* [Article]:
** start **

Probably, because the appellant realized that the board of zoning appeals was familiar with the township zoning ordinance and could readily go out and view the premises in the neighborhood involved, it did not run the risk of irritating that board by introducing into evidence the provisions of that resolution and offering as much evidence as should have been presented with respect to the premises and neighborhood involved. At the hearing before this court, a copy of the zoning resolution was produced and both parties agreed that it is a true copy and can be so regarded by the court. Hence, we believe we may overlook its absence from the record as it was undoubtedly considered, to the extent necessary, by both the courts below. However, although much was said in the briefs and arguments about the remote location of the premises involved and the uninhabited character of adjoining property, there is nothing definite in the record with respect to those facts and we cannot take judicial notice of them.
Although several other questions were apparently raised by appellant in the courts below, only two are argued by brief and therefore only those two will be considered on this appeal. Section 2505.21, Revised Code.

** end **

* [What to produce]: Carry on the court opinion on the township zoning appeal from the point where it stops.

* [Information provided]:
** start **

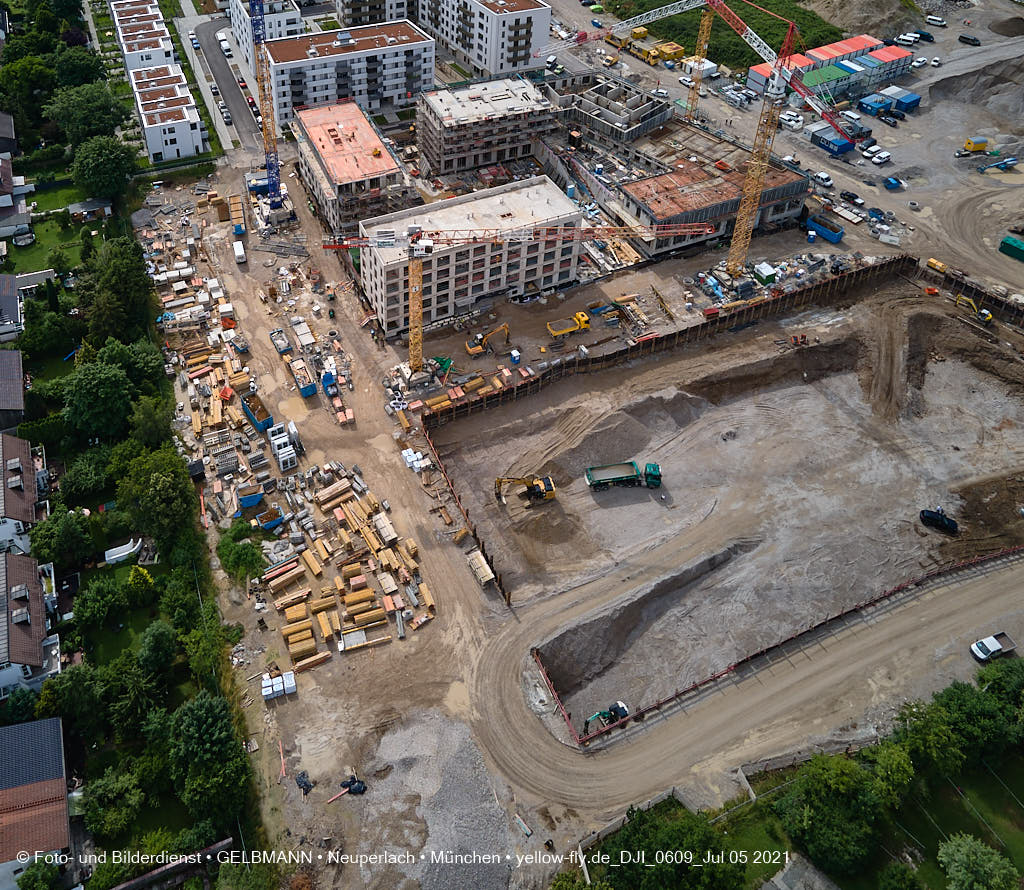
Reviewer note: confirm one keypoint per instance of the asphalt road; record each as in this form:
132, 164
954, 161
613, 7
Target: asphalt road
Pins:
242, 119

** end **

* [Result of the task]:
It is first argued that the zoning inspector erred in refusing the application for a use permit because a building was not shown on the attached map of the area. By what it said and did not say in its decision, the board of zoning appeals apparently indicated agreement with this argument. Thus, it sustained the inspector, not for the reason which he gave but for the reason that "the proposed uses set forth in the application are not uses permitted in an R district as provided for in section IV R district (residential) of the * * * zoning resolution."
That portion of that resolution provides that certain specified "uses and no other shall be deemed class R uses and permitted in" an R district. The uses for which appellant sought a permit, i. e., uses as a "recreation area for polo, trap and skeet shooting" were not uses specified and hence by the words of the resolution would not be "permitted."
Nothing in the zoning resolution gives the inspector any authority to give a use permit in such a situation. Hence, if the zoning resolution is valid, the zoning inspector did not err in refusing the permit even though he did so for the wrong reason.
As we view it, the second argument of appellant may be restated as being in effect an argument that the board of zoning appeals erred in its decision because either (a) the proposed uses are permitted by the zoning resolution in an R district, (b) this is a proper case for a variance or (c) to the extent that it authorizes the board to refuse to give a permit to appellant for these uses of this land, the zoning resolution is invalid.
As we have hereinbefore indicated, we do not believe that the zoning resolution by its terms does permit these uses in an R district.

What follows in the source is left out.